▶ **Exercise brief**:
Your task is to transcribe all the entries exactly, excluding pictures.

(Point-per-instance localization data)
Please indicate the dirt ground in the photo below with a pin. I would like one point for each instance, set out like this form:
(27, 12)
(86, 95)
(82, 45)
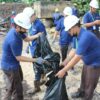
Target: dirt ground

▶ **Completed task**:
Please indicate the dirt ground in the photo below with a pin. I would like one point for each instance, set out like this form:
(27, 12)
(86, 95)
(82, 45)
Target: dirt ground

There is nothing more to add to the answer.